TEXT SHOWN -
## START

To solve sin x + 1 = 0, subtract the 1 from both sides
sin x = -1
now pick out the angles that have a sine of -1.

- Australopithecus

so for
(1 + sin(x)) = 0
sin(x) must equal - 1
what value of x makes sin(x) = -1?
For the second term
sin(x) = 0
what value of x makes sin(x) equal 0
Look at the graph of sin(x)
http://www.wolframalpha.com/input/?i=graph+of+sin%28x%29+between+0+and+2pi

- Australopithecus

Remember that you are only looking for solutions for the interval [0,2pi)

- anonymous

is there answer x= 0,pi,4pi/3,5pi/3?

- anonymous

0 and pi are solutions to sin x = 0.
the other two aren't solutions to either equation. Where is sine equal to -1 between 0 and 2pi?

- anonymous

x=o,pi,pi/3,2pi/3?

- Australopithecus

when x = 0
sin(0) = 0
so x =0 is a solution
sin(4pi/3) does not equal 0 or -1 so it is not a solution
sin(5pi/3) does not equal 0 or -1 so it is not a solution
sin(pi) = 0 so it is a solution

- Australopithecus

Look at the interval 0 to 2pi
It is just the top section of the unit circle

- anonymous

0, pi, 3pi/2

- Australopithecus

yup

- anonymous

Thanks!

## END

DATA EXTRACT -
## START

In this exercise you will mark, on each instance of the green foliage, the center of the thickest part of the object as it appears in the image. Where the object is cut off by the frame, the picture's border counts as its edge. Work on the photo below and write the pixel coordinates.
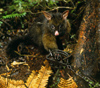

## END

TASKS TO PERFORM -
- a) In the sine-equation thread, to what interval are the solutions restricted?
- b) From the sine-equation thread, reproduce the passage that begins at the words "is there answer" and stops after the words "x=o,pi,pi/3,2pi/3?".
- c) Condense the paragraph of the sine-equation thread that begins "when x = 0" into a short list that keeps its main facts.

WORKED SOLUTIONS -
- a) The interval [0,2pi).

- b)
is there answer x= 0,pi,4pi/3,5pi/3?

- anonymous

0 and pi are solutions to sin x = 0.
the other two aren't solutions to either equation. Where is sine equal to -1 between 0 and 2pi?

- anonymous

x=o,pi,pi/3,2pi/3?

- c)
- x = 0 is a solution, because sin(0) = 0.
- x = pi is a solution, because sin(pi) = 0.
- 4pi/3 and 5pi/3 are not solutions, because sine at each equals neither 0 nor -1.